LISTED RECORDS:
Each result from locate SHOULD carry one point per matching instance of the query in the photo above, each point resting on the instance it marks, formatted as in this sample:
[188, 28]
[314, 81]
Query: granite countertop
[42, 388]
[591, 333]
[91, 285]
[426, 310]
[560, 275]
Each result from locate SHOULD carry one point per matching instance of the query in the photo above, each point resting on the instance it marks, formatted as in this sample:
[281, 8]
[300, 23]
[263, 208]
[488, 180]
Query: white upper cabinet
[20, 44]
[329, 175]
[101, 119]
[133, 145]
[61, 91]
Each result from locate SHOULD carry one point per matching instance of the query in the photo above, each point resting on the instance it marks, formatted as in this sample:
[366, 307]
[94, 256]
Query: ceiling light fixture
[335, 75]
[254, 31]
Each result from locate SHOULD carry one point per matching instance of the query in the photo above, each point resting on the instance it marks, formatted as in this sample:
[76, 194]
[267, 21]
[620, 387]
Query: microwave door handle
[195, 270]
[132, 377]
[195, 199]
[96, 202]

EXERCISE INSTRUCTIONS:
Copy out the entire listing above, every line of it, but multiply each point coordinate given as an answer by 0.85 and round it to a whole number, with halves rounding up. Leave every other number unchanged.

TASK RESULT:
Each result from locate SHOULD carry one point per matching instance of the query in the photo above, each point resting on the instance it marks, formatted as in this sample:
[188, 28]
[314, 81]
Query: granite countertop
[36, 330]
[502, 283]
[77, 242]
[362, 264]
[476, 234]
Each result from locate SHOULD carry one point per matching instance of the query in the photo above, each point resting on the instance it marks, formatted as in this sample:
[281, 8]
[300, 23]
[263, 208]
[488, 180]
Query: white upper cabinet
[17, 37]
[280, 149]
[86, 101]
[113, 123]
[52, 77]
Each result from locate SHOULD carry one point per matching instance of the query in the photo above, each point resting on the instance it marks, formatted as in this sample:
[366, 307]
[94, 256]
Query: ceiling light fixture
[285, 64]
[216, 26]
Each result from locate SHOULD carry one point per matching instance of the query in the photo above, each point resting on the instance it marks, formatted as in this sample:
[76, 194]
[267, 21]
[620, 387]
Query: microwave door handle
[166, 230]
[112, 320]
[166, 169]
[82, 172]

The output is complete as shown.